-- START OF Text section --
DACA student committed to succeed despite uncertain road ahead for U.S. immigrants

When José Manuel Santoyo addresses SMU’s Commencement audience Dec. 17, the Mexican national and U.S. citizen-hopeful will have accomplished his own “American experiment” – one that presented the 24-year-old human rights and Spanish major with a number of great risks.

By Denise Gee
SMU News 

DALLAS (SMU) – When José Manuel Santoyo addresses SMU’s Commencement audience Dec. 17, the Mexican national and U.S. citizen-hopeful will have accomplished his own “American experiment” – one that presented the 24-year-old human rights and Spanish major with a number of great risks.


José Santoyo speaks at Commencement.

Most of Santoyo’s life has been spent as an undocumented immigrant, who moved to Texas from Mexico at age 8. His childhood memories from Michoacán are clouded by the trauma of losing his father and grandfather, who were caught in the crossfire during a drug cartel battle over control of the rural area in which he was raised.

Fearing for their safety, Santoyo and his family undertook a perilous journey a thousand miles north to Corsicana, a short drive from Dallas. “It’s the only home I’ve ever known,” he says. Santoyo graduated from high school there in 2010 and later earned an associate’s degree from Navarro College.

He embraced another hurdle after enrolling at SMU. He proposed and was awarded an Engaged Learning fellowship that called for him to travel and document a study abroad-program – not as an average American student, but as a Mexican passport-bearing beneficiary of the Deferred Action for Childhood Arrivals program.  DACA, as the program is called, was initiated in 2012 by the Department of Homeland Security to allow more than 740,000 undocumented immigrants who met certain qualifications to study and work in the U.S. for limited but renewable periods.

The risk in Santoyo’s fellowship was in testing whether upon leaving the United States for study abroad he would be allowed to return.

Santoyo’s Commencement speech will focus on “giving hope and courage to other students facing uncertain paths to fulfilling their dreams,” he says, noting there’s now a sense of urgency to his message due to the hardline immigration rhetoric expressed during the recent presidential campaign.

As a DACA student and “Dreamer,” Santoyo was asked to speak at Commencement because of the “seriousness and outcome of his fall Engaged Learning Symposium performance – a unique and timely interdisciplinary immigration-research project that was equal parts community service and student activism,” explains SMU Engaged Learning Executive Director Susan Kress.

The Engaged Learning project was more than eye opening, Santoyo says. “It wound up a bit harrowing.”

Santoyo had to run a customs obstacle course en route to Madrid for five-weeks of study in advanced Spanish language, literature and culture, but the experience was nothing compared to what he faced upon his return to the U.S.
-- END OF Text section --
-- START OF Dataset --
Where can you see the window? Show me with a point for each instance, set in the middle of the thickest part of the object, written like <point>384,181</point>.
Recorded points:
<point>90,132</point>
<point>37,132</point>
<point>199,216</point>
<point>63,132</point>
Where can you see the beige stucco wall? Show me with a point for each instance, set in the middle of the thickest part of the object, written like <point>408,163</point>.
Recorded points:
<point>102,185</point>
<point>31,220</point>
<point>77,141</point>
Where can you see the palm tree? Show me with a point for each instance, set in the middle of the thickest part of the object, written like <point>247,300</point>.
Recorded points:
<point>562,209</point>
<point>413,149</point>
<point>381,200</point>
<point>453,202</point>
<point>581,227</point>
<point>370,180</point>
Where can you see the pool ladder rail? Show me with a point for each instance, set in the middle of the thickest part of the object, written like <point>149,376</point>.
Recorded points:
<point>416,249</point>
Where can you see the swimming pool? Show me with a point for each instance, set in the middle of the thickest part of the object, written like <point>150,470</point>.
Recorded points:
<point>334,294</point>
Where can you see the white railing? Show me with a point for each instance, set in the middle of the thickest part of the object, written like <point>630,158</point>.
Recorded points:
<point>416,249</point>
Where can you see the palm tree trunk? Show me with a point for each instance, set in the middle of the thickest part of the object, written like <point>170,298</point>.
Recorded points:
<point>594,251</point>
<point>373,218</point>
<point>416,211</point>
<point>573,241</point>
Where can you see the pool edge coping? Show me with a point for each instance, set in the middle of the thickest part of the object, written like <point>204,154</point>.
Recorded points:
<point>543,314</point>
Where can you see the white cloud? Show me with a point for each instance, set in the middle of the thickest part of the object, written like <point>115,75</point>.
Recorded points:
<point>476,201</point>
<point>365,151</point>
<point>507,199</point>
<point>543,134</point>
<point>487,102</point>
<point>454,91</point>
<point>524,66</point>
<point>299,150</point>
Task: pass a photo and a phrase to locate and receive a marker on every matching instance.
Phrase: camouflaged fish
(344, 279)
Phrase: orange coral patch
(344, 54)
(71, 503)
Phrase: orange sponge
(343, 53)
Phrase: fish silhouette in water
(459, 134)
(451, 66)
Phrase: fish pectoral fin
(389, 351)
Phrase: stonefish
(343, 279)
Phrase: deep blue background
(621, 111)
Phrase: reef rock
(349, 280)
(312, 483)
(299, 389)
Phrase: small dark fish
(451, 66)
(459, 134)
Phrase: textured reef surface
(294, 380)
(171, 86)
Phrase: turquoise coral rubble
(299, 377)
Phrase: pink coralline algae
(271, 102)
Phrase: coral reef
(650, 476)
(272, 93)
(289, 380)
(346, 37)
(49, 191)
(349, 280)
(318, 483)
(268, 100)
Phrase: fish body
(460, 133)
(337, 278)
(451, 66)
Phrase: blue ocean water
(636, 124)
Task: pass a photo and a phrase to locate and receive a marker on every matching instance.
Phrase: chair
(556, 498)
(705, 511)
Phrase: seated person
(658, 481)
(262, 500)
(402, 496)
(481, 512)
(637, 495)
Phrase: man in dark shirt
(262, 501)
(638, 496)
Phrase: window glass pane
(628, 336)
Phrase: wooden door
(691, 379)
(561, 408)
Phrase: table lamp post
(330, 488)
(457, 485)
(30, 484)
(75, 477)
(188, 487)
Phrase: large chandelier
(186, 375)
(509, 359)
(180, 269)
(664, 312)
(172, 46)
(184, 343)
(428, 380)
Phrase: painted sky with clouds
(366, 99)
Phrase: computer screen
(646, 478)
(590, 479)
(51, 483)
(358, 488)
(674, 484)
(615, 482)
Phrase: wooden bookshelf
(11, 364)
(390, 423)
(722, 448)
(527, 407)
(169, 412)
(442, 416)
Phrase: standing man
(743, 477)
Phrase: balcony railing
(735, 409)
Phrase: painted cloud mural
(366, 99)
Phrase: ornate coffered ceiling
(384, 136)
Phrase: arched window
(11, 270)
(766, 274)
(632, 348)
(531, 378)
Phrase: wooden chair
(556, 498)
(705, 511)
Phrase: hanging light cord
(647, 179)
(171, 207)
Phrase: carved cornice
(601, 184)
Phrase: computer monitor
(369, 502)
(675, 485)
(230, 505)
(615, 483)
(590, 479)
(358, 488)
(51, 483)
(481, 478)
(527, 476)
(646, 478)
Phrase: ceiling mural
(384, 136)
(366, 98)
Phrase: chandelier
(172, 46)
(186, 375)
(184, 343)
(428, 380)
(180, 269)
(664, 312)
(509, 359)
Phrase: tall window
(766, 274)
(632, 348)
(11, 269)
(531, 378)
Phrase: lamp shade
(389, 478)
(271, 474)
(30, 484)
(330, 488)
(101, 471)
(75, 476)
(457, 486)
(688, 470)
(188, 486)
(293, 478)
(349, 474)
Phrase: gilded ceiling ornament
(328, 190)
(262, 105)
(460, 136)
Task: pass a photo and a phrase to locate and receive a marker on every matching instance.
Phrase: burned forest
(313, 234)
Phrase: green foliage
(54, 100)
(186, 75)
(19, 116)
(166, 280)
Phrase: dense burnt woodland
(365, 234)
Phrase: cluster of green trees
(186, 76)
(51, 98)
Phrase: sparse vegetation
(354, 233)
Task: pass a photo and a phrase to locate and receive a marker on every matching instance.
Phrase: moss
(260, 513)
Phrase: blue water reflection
-- END OF Dataset --
_Instructions to follow_: Set down the stretch of the DACA student article from "The risk in" through "recent presidential campaign.", word for word.

_Result of this task_:
The risk in Santoyo’s fellowship was in testing whether upon leaving the United States for study abroad he would be allowed to return.

Santoyo’s Commencement speech will focus on “giving hope and courage to other students facing uncertain paths to fulfilling their dreams,” he says, noting there’s now a sense of urgency to his message due to the hardline immigration rhetoric expressed during the recent presidential campaign.